## [Request]
Reproduce the portion of the rap discussion thread starting with "the worst is" and going on through "the rhyming words?".

═════ Supplied passage

They're also described in terms of what kinds of language they use, at least as far as which words. Gangsta talk, lots of pop culture references, nonsense, science fiction, whatever.

Talk more about this. What are the usual ways of doing it? Who's what kind of MC?

And: different sub-genres of rap are split up by all kinds of criteria, but some of them (like bounce) have something to do with the rhythms the tracks use. Why not the rhythms the rappers use? (This might break the genres up into new ones where all the off-kilter ones are together, all the straight 4-4 couplets ones are together, etc.) Connect the dots: which rappers sound rhythmically like which others?

Josh, Friday, 31 May 2002 00:00 (twenty-three years ago)

i like beanie sigel

ethan, Friday, 31 May 2002 00:00 (twenty-three years ago)

i can only take the ol school 'this is what we have to SAY / we rock a party almost every DAY' end-rhyme style when its run dmc or treacherous three

ethan, Friday, 31 May 2002 00:00 (twenty-three years ago)

sigel is good with the complex lines that all end in the same word, i love that

ethan, Friday, 31 May 2002 00:00 (twenty-three years ago)

nelly is really poor at this

ethan, Friday, 31 May 2002 00:00 (twenty-three years ago)

luda is good though

ethan, Friday, 31 May 2002 00:00 (twenty-three years ago)

the worst is when theres only a rhyme every thirty words or so like pac used to do and ja rule does sometimes now

ethan, Friday, 31 May 2002 00:00 (twenty-three years ago)

like thirty words BETWEEN the rhyming words?

Josh, Friday, 31 May 2002 00:00 (twenty-three years ago)

══════════
═════ Dataset excerpts

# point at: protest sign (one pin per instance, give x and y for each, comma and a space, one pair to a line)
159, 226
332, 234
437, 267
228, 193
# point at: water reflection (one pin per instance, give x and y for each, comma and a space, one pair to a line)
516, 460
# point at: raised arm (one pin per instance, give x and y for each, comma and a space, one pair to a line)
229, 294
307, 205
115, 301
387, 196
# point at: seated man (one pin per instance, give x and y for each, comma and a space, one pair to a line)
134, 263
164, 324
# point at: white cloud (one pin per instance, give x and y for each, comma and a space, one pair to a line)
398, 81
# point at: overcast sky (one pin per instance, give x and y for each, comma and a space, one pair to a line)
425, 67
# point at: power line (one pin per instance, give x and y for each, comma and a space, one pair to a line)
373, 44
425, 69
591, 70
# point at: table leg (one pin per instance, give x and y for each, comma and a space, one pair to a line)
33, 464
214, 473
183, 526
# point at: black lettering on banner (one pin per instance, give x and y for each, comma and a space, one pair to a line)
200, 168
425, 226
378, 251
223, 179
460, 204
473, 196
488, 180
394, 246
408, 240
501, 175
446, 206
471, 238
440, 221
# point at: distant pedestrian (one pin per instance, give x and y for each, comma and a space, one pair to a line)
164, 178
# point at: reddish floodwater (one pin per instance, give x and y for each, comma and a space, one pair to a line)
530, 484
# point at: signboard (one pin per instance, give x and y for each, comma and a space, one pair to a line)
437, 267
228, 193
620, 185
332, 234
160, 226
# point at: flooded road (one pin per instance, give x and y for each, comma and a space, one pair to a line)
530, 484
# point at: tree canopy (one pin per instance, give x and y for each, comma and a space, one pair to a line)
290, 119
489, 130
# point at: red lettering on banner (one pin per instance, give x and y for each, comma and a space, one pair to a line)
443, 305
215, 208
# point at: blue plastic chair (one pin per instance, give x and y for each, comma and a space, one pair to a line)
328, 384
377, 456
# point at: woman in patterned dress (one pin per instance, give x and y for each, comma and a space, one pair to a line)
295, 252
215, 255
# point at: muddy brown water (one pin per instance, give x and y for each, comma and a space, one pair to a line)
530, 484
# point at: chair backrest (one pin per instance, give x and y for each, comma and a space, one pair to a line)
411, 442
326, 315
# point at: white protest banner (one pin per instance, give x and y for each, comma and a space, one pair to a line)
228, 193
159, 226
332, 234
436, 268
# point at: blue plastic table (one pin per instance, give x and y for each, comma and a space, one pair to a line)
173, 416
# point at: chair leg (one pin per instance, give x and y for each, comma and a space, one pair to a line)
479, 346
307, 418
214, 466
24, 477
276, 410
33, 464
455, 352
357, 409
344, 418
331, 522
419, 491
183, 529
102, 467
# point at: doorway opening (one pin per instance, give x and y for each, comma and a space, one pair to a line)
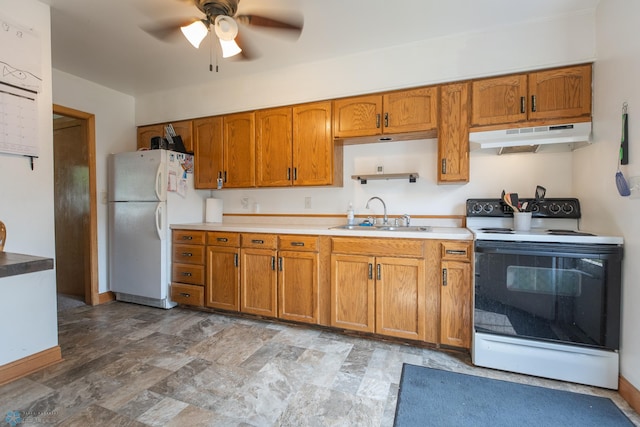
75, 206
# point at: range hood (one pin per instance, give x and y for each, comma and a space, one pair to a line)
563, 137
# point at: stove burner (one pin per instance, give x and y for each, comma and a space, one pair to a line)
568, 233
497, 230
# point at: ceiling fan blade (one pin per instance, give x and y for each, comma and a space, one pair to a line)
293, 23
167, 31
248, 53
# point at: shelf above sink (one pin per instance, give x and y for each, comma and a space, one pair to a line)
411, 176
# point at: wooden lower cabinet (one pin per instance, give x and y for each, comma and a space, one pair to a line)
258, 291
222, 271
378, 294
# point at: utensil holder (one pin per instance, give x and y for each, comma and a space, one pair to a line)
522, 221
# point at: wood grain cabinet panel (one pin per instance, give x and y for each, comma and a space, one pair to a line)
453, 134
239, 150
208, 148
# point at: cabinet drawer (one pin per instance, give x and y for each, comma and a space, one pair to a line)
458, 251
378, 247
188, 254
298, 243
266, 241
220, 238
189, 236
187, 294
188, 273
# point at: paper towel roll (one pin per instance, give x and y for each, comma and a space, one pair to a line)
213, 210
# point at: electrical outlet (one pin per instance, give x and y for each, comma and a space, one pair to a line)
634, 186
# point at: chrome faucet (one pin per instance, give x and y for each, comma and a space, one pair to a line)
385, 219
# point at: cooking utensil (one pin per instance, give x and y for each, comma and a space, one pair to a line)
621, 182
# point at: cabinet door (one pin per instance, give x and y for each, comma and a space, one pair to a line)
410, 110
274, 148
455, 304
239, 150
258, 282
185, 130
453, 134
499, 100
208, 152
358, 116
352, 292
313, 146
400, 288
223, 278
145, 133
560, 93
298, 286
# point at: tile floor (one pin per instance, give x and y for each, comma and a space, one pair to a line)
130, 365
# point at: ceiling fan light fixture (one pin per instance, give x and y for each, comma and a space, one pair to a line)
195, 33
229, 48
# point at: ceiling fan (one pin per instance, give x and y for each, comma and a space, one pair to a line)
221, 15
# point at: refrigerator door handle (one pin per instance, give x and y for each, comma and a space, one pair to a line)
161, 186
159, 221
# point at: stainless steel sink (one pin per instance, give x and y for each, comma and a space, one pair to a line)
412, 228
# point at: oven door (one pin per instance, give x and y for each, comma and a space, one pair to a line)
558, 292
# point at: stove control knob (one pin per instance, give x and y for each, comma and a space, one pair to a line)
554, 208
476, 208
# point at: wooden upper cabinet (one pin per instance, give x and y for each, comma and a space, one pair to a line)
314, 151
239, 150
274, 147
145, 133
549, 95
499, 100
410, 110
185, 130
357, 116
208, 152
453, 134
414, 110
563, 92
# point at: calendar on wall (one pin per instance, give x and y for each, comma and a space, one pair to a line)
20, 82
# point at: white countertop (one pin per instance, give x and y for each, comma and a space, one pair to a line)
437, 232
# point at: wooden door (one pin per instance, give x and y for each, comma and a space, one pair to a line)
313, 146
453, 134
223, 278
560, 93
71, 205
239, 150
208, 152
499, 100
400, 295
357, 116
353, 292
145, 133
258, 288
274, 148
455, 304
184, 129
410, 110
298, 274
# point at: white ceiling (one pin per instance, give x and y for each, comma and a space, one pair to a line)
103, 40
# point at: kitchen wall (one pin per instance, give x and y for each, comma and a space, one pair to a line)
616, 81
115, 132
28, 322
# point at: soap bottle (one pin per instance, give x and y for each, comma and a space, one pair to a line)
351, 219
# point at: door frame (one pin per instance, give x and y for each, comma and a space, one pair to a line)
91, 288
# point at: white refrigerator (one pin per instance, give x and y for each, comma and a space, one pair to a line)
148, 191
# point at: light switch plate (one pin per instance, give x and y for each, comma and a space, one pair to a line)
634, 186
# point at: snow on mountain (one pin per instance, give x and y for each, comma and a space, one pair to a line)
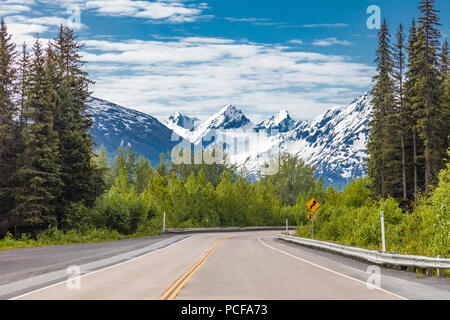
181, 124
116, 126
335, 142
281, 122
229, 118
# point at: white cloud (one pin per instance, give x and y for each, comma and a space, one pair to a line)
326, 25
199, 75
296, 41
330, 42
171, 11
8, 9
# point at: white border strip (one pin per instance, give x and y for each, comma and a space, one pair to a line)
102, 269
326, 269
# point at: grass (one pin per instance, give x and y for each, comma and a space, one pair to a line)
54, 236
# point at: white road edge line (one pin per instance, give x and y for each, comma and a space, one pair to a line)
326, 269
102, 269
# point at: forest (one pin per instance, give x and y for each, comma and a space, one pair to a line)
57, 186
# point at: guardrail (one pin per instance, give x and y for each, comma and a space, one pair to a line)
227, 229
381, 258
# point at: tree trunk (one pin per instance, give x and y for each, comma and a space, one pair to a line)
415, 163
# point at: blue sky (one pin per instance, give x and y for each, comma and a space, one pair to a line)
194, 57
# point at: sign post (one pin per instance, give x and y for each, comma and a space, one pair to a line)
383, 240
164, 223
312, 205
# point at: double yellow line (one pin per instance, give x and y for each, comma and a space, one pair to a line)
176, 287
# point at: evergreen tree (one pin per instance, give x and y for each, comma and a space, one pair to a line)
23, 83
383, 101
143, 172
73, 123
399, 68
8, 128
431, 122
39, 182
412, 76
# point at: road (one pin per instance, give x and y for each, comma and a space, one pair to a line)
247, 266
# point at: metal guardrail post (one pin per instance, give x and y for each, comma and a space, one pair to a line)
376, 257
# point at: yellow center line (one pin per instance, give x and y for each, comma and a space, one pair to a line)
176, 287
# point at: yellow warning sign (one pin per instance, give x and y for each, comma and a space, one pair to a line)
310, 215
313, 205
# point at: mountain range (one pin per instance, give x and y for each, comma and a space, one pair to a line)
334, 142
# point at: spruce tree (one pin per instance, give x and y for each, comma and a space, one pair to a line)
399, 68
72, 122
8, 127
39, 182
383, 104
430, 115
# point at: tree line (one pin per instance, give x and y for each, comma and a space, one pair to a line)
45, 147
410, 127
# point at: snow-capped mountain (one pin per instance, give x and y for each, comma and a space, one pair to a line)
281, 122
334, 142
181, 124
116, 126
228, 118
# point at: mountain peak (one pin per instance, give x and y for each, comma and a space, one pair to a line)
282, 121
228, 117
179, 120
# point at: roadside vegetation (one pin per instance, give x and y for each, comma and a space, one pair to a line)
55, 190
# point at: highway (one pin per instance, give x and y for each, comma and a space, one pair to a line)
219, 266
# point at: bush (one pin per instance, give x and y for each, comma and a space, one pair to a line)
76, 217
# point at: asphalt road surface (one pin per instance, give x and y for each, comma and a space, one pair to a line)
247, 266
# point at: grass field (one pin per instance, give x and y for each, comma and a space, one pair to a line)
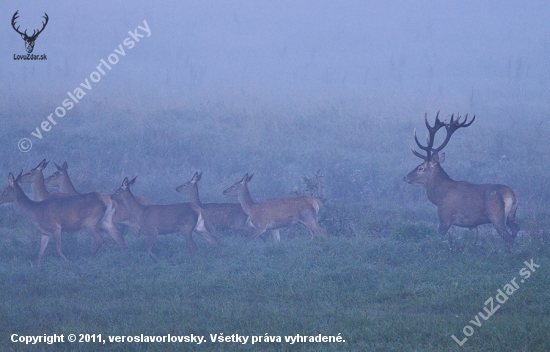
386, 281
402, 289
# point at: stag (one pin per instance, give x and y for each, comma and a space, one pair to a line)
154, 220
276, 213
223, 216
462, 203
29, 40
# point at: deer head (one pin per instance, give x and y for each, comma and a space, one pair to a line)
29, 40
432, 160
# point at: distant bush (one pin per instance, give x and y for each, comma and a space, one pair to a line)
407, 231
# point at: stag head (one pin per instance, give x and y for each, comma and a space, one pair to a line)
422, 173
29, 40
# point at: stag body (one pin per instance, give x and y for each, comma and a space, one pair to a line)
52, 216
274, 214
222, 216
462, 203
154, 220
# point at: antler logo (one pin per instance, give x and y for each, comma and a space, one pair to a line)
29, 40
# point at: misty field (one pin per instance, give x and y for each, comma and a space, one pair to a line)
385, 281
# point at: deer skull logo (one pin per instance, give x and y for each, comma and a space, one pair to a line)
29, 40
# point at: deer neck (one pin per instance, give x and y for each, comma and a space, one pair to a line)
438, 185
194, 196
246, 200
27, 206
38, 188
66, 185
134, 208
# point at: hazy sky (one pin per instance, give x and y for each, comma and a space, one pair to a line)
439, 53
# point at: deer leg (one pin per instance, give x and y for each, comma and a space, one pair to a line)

══════════
═════ Dataset excerpts

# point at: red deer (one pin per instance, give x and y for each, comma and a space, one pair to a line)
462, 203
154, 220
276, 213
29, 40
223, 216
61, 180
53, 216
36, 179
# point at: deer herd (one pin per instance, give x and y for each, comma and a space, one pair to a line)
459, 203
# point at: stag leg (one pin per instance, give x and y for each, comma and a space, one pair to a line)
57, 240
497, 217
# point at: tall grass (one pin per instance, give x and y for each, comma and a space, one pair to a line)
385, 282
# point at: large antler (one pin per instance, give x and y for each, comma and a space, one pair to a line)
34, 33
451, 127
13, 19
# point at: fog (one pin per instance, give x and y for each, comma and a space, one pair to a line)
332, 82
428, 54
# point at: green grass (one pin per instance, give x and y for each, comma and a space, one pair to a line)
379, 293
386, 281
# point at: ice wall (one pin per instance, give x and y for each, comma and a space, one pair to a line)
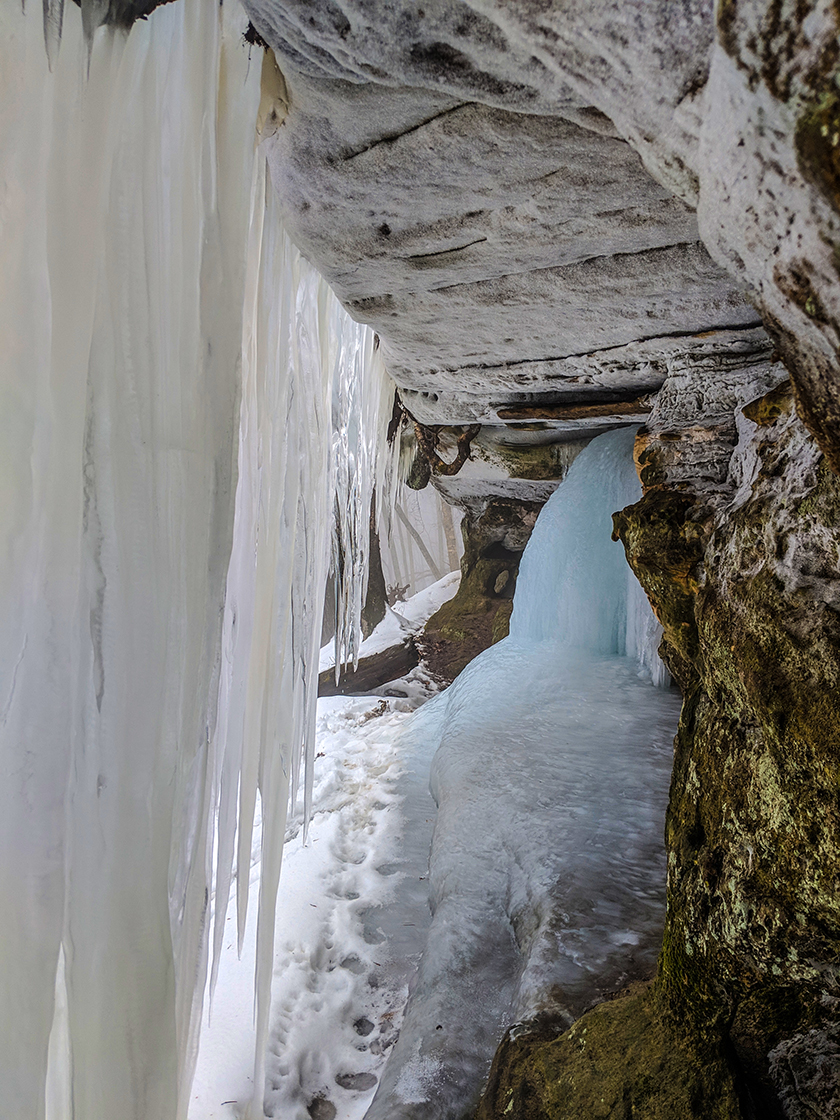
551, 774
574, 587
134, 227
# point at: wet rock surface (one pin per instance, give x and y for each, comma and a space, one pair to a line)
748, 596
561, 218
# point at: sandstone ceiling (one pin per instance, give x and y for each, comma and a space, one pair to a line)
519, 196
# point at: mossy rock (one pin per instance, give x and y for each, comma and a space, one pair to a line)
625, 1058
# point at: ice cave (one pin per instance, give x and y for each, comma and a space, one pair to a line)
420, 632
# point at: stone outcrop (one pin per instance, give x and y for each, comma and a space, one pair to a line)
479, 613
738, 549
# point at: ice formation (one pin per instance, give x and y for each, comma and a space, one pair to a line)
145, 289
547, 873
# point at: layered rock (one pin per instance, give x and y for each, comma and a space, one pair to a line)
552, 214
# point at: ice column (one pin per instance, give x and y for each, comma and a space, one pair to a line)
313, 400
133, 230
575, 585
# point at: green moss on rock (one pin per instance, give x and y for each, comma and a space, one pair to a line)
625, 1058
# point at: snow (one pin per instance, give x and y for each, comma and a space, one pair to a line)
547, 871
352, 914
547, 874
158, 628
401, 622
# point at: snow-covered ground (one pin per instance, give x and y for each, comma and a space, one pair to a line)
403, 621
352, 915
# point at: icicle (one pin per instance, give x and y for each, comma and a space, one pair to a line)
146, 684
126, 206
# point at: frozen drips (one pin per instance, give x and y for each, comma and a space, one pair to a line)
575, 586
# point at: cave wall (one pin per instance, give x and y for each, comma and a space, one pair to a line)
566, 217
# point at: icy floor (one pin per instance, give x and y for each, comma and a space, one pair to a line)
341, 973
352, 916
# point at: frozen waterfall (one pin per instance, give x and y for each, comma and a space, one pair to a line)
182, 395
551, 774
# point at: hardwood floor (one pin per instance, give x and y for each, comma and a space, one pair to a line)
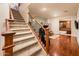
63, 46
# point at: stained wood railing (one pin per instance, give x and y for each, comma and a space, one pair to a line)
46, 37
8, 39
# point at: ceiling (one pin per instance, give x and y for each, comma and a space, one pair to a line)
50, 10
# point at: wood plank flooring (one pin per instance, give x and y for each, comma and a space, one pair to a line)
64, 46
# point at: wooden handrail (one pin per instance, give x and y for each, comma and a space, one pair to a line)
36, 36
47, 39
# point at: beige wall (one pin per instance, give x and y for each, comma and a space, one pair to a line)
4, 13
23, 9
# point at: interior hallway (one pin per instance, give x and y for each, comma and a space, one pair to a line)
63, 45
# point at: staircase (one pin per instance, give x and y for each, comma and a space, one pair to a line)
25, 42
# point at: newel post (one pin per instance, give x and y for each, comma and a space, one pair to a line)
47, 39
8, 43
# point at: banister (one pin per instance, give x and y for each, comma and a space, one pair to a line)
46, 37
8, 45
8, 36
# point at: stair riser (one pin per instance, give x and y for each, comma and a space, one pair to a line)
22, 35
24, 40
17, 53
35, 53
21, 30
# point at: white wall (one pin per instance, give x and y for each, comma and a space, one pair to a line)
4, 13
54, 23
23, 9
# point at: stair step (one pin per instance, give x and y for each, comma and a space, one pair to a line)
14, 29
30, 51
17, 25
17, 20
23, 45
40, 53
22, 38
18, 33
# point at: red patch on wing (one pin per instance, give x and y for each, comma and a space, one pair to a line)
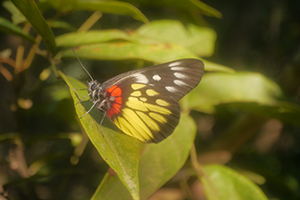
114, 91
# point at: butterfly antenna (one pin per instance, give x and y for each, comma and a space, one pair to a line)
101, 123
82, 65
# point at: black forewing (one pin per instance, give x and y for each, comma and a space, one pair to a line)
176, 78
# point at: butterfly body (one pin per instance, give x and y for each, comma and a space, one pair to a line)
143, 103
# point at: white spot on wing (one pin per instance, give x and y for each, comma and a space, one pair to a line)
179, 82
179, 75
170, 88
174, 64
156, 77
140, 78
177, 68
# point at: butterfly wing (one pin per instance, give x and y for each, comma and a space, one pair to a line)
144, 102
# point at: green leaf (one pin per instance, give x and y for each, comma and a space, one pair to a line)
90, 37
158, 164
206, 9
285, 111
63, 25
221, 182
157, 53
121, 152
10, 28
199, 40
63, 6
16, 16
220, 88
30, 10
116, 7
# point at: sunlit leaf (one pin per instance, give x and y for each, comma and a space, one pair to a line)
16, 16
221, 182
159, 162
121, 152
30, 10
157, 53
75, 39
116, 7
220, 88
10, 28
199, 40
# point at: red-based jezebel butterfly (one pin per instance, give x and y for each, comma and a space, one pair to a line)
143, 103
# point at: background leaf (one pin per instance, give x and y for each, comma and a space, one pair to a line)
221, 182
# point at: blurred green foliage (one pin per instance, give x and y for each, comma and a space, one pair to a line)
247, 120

══════════
═════ Dataset excerpts

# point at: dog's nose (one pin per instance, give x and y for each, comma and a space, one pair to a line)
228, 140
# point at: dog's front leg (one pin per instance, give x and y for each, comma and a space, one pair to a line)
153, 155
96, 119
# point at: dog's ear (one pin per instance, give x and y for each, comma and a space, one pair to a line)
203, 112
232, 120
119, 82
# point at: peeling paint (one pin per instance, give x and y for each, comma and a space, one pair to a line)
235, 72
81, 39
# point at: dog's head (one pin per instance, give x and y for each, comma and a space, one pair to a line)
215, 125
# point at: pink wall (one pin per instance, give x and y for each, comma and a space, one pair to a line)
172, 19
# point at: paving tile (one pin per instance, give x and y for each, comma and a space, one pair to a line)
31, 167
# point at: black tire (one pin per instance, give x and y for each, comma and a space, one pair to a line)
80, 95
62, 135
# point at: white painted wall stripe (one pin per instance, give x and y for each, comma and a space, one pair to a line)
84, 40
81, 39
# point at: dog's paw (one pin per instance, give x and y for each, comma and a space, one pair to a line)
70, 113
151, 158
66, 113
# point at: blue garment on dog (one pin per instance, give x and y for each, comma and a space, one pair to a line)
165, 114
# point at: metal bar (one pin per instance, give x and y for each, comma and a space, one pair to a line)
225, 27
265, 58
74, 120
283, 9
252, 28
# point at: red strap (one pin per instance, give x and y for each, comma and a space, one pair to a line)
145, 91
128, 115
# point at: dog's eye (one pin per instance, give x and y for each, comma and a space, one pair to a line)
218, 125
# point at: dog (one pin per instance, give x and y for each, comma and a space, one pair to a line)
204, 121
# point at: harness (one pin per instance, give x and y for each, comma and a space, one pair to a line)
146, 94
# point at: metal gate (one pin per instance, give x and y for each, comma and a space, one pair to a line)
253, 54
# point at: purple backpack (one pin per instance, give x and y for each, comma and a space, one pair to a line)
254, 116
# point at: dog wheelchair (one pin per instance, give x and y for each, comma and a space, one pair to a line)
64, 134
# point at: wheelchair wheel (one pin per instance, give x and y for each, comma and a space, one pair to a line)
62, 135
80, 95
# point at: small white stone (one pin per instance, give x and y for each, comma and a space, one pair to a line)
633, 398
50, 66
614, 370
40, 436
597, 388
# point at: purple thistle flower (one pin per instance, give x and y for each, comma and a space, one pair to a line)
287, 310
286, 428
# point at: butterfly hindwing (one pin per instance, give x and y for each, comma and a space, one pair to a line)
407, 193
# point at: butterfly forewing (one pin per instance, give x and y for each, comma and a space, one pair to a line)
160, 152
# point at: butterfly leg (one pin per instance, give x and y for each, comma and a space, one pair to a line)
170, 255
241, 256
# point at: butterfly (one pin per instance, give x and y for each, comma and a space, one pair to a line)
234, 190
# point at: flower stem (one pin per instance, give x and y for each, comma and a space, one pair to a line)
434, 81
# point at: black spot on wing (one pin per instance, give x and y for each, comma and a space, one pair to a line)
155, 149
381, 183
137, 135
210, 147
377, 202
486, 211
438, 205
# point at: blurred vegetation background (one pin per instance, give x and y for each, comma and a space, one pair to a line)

══════════

## [The completed task]
the worst is when theres only a rhyme every thirty words or so like pac used to do and ja rule does sometimes now

ethan, Friday, 31 May 2002 00:00 (twenty-three years ago)

like thirty words BETWEEN the rhyming words?